| Extract |
KYKX
- Longview, Texas; United States;
- Broadcast area: Tyler-Longview area
- Frequency: 105.7 MHz (HD Radio)
- Branding: Kicks 105-7 KYKX

Programming
- Language: English
- Format: Country
- Subchannels: HD2: Classic country (KKUS simulcast)
- Affiliations: Premiere Networks

Ownership
- Owner: Connoisseur Media; (Connoisseur Media, LLC.);
- Sister stations: KOOI-FM; KKUS-FM; KOYE-FM; KTLH;

History
- First air date: March 3, 1963 (63 years ago) (as KLUE-FM)
- Former call signs: KLUE-FM (1963–1969) KHER-FM (1969–1974)
- Call sign meaning: "Kicks" (station branding)

Technical information
- Licensing authority: FCC
- Facility ID: 54844
- Class: C0
- ERP: 100,000 watts
- HAAT: 352 meters (1,155 ft)

| Things to do |
1. According to the KYKX station profile, which company owns the station?
2. Reproduce the KYKX station profile word for word from "Programming" to "(1963–1969) KHER-FM (1969–1974)".

| Records provided |
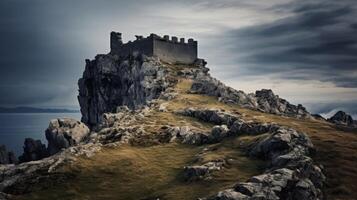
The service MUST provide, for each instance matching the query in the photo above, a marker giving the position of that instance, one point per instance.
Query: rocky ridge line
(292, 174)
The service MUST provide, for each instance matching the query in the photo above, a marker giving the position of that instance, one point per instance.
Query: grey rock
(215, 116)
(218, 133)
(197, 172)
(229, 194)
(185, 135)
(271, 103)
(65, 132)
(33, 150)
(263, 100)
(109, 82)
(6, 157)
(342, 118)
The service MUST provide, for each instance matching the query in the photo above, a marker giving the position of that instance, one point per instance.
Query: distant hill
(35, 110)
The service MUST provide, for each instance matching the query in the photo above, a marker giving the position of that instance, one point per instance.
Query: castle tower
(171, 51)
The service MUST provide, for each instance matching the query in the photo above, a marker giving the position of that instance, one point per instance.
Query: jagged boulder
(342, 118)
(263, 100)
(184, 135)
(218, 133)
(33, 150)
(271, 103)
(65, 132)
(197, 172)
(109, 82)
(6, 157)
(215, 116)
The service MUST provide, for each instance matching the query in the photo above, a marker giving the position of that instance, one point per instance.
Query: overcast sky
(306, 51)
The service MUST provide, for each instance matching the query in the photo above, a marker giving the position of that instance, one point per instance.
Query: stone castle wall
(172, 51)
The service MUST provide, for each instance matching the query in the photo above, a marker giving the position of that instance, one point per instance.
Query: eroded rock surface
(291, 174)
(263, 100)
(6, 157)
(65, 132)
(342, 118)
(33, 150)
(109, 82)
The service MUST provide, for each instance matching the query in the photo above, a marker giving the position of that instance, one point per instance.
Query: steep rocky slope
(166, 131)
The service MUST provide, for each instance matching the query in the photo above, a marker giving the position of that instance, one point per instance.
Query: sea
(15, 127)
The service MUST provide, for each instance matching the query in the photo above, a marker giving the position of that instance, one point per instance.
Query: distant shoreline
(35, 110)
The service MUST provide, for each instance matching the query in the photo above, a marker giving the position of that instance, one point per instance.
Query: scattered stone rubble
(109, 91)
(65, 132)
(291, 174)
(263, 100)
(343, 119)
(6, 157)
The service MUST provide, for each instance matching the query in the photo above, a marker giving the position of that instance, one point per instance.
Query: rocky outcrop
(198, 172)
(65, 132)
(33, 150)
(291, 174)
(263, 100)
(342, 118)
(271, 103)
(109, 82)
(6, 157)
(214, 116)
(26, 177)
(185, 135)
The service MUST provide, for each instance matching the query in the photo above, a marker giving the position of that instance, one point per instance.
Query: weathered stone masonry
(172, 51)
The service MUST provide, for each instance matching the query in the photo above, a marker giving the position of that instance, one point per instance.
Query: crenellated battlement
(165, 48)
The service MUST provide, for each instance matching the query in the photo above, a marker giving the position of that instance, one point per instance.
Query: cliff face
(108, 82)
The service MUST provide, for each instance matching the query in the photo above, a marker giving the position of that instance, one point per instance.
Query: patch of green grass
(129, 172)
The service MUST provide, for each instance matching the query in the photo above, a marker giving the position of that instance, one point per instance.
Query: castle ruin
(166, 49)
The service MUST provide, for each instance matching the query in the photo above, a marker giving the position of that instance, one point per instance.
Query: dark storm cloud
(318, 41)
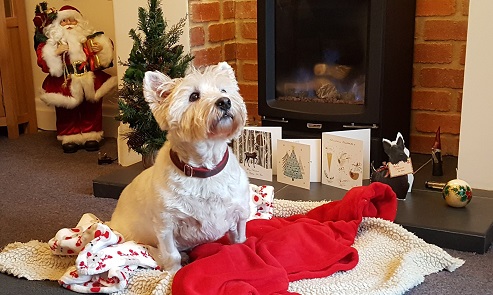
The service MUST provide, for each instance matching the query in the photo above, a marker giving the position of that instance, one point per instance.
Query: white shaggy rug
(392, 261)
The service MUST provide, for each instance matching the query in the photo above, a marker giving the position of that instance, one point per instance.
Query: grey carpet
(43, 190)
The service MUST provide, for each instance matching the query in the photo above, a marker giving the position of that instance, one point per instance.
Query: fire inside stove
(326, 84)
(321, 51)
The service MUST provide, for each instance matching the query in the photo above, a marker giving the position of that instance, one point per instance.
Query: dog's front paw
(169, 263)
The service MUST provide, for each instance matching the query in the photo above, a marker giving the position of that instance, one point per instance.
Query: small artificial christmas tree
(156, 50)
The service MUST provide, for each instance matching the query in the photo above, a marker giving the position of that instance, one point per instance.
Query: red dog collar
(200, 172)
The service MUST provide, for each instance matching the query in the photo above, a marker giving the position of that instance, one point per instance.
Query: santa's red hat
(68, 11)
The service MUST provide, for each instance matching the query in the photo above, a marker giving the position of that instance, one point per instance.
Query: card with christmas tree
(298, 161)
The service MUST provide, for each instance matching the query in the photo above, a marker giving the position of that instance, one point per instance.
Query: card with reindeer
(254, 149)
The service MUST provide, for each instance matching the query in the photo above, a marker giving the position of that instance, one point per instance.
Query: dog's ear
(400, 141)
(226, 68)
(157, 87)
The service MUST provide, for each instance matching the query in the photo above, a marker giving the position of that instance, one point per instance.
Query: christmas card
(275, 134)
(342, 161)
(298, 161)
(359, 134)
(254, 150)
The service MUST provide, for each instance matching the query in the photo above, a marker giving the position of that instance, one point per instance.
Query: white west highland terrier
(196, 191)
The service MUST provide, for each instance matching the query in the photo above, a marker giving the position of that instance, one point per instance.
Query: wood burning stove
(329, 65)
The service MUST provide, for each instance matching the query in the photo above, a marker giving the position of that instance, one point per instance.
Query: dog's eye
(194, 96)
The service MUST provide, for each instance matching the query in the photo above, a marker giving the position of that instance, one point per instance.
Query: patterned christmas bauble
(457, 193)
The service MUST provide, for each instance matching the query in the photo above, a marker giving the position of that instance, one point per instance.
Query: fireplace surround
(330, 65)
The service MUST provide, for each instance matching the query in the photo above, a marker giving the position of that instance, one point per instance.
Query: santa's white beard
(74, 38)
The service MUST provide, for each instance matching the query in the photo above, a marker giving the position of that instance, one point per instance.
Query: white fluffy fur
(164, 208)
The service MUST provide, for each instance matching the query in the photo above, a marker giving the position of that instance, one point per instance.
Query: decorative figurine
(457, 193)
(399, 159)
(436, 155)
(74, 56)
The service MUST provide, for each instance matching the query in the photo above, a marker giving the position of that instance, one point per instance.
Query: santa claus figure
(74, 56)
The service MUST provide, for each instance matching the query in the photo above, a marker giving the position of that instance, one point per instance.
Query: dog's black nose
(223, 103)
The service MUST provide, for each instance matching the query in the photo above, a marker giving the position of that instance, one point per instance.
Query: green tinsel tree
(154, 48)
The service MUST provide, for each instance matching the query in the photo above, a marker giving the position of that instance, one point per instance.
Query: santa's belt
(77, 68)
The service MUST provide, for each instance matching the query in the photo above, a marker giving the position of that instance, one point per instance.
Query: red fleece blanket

| Full solutions |
1. Connoisseur Media (Connoisseur Media, LLC.)

2.
Programming
- Language: English
- Format: Country
- Subchannels: HD2: Classic country (KKUS simulcast)
- Affiliations: Premiere Networks

Ownership
- Owner: Connoisseur Media; (Connoisseur Media, LLC.);
- Sister stations: KOOI-FM; KKUS-FM; KOYE-FM; KTLH;

History
- First air date: March 3, 1963 (63 years ago) (as KLUE-FM)
- Former call signs: KLUE-FM (1963–1969) KHER-FM (1969–1974)